[Begin PROVIDED MATERIAL]

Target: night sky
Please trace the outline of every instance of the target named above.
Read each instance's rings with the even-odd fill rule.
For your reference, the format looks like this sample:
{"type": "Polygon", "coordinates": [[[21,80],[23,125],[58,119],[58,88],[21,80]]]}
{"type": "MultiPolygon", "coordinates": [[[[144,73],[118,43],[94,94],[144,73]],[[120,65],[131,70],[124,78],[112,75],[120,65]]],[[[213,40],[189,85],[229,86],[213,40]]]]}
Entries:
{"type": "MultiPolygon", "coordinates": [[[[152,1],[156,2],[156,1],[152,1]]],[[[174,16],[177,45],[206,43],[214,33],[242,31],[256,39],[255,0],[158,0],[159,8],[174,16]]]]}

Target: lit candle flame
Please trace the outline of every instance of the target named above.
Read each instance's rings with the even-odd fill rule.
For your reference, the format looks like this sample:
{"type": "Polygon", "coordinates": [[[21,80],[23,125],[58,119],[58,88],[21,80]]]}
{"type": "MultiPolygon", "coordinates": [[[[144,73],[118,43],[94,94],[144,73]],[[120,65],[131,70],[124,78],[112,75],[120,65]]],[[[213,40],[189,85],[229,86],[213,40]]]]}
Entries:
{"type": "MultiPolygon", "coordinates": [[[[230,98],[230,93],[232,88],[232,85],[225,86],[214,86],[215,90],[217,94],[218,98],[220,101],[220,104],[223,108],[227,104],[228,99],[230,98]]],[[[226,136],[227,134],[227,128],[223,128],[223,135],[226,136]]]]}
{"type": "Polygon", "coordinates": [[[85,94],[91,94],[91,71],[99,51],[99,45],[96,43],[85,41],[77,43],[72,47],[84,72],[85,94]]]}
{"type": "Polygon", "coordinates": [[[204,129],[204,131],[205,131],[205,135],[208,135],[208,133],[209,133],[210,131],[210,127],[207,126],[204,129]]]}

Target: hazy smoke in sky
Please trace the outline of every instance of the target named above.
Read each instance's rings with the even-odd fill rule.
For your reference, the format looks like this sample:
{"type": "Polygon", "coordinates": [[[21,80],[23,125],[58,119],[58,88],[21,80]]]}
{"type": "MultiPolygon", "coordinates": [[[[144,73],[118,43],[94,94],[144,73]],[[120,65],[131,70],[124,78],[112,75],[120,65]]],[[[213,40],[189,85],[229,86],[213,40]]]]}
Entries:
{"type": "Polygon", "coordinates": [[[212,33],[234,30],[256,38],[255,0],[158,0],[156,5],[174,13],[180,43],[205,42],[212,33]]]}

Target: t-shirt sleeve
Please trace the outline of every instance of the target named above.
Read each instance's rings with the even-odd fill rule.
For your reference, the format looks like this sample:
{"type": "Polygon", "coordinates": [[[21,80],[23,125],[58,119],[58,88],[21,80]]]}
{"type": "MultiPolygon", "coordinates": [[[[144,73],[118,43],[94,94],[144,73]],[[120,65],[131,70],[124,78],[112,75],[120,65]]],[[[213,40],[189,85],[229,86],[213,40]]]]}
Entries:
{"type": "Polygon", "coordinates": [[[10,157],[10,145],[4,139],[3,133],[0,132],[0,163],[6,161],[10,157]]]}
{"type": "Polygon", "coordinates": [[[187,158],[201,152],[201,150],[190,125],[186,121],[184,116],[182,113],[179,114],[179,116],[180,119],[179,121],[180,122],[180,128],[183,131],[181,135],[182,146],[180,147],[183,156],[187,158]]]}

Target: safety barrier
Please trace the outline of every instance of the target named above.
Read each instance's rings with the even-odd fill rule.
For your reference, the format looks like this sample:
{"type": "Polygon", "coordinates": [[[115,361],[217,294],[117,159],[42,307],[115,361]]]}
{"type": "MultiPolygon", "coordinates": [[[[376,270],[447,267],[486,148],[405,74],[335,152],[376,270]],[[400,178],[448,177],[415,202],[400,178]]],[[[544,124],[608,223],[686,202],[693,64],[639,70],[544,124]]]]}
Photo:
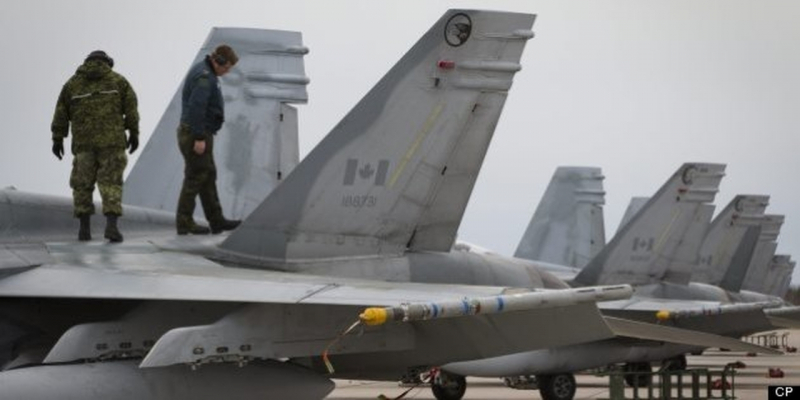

[End PROVIDED MATERIAL]

◆ **EXERCISE GOAL**:
Copy every item above word for word, leaving the pictures out.

◆ **TASK OUTPUT**:
Target: night sky
Please trace the outline of every instance of the target named above.
Read each instance's rings with the even-odd fill rule.
For your reference, the format looks like this sample:
{"type": "Polygon", "coordinates": [[[21,80],[23,125],[58,119],[58,88],[21,80]]]}
{"type": "MultiPolygon", "coordinates": [[[[144,73],[118,43],[94,94],[144,73]],[[120,65],[131,70],[124,78],[112,75],[120,65]]],[[[213,40],[189,85],[229,86],[213,40]]]]}
Entries:
{"type": "MultiPolygon", "coordinates": [[[[152,1],[156,2],[156,1],[152,1]]],[[[174,16],[177,45],[206,43],[214,33],[242,31],[256,39],[255,0],[158,0],[159,8],[174,16]]]]}

Target: lit candle flame
Please trace the outline of every instance of the target named above.
Read each instance's rings with the even-odd fill rule.
For your reference, the format looks like this sample:
{"type": "Polygon", "coordinates": [[[21,80],[23,125],[58,119],[58,88],[21,80]]]}
{"type": "MultiPolygon", "coordinates": [[[[144,73],[118,43],[94,94],[144,73]],[[120,65],[131,70],[124,78],[112,75],[120,65]]],[[[213,40],[189,85],[229,86],[213,40]]]]}
Entries:
{"type": "MultiPolygon", "coordinates": [[[[230,98],[230,93],[232,88],[232,85],[225,86],[214,86],[215,90],[217,94],[218,98],[220,101],[220,104],[223,108],[227,104],[228,99],[230,98]]],[[[226,136],[227,134],[227,128],[223,128],[223,135],[226,136]]]]}
{"type": "Polygon", "coordinates": [[[85,94],[91,94],[91,71],[99,51],[99,45],[96,43],[85,41],[77,43],[72,47],[84,72],[85,94]]]}
{"type": "Polygon", "coordinates": [[[204,129],[204,131],[205,131],[205,135],[208,135],[208,133],[209,133],[210,131],[210,127],[207,126],[204,129]]]}

Target: hazy smoke in sky
Please trace the outline of every instance of the target named above.
Read each instance's rings with the even-odd fill rule.
For your reference, the format looks like this sample:
{"type": "Polygon", "coordinates": [[[21,80],[23,125],[58,119],[58,88],[21,80]]]}
{"type": "MultiPolygon", "coordinates": [[[[144,73],[118,43],[94,94],[144,73]],[[120,65],[131,70],[124,78],[112,75],[120,65]]],[[[213,40],[189,85],[229,86],[213,40]]]]}
Entries:
{"type": "Polygon", "coordinates": [[[212,33],[234,30],[256,38],[255,0],[158,0],[156,5],[174,13],[180,43],[205,42],[212,33]]]}

Target: t-shirt sleeve
Please trace the outline of every instance of the target named above.
Read each instance's rings with the even-odd fill rule.
For your reference, the format looks like this sample:
{"type": "Polygon", "coordinates": [[[21,80],[23,125],[58,119],[58,88],[21,80]]]}
{"type": "MultiPolygon", "coordinates": [[[[144,73],[118,43],[94,94],[144,73]],[[120,65],[131,70],[124,78],[112,75],[120,65]]],[[[213,40],[189,85],[229,86],[213,40]]]]}
Entries:
{"type": "Polygon", "coordinates": [[[10,157],[10,145],[4,139],[3,133],[0,132],[0,163],[6,161],[10,157]]]}
{"type": "Polygon", "coordinates": [[[187,158],[201,152],[201,150],[190,125],[186,121],[184,116],[182,113],[179,114],[179,116],[180,119],[179,121],[180,122],[180,128],[183,131],[181,135],[182,146],[180,147],[183,156],[187,158]]]}

Target: safety barrier
Please trace the outline of every instance of the target named above.
Read each instance's rings with the even-odd fill rule.
For your reference, the format looks like this sample:
{"type": "Polygon", "coordinates": [[[115,361],[217,294],[117,159],[42,307],[115,361]]]}
{"type": "MultiPolygon", "coordinates": [[[[376,270],[447,267],[486,148],[405,74],[335,152],[376,270]],[[400,178],[448,177],[415,202],[400,178]]],[[[544,124],[608,223],[686,202],[693,64],[639,70],[544,124]]]]}
Photo:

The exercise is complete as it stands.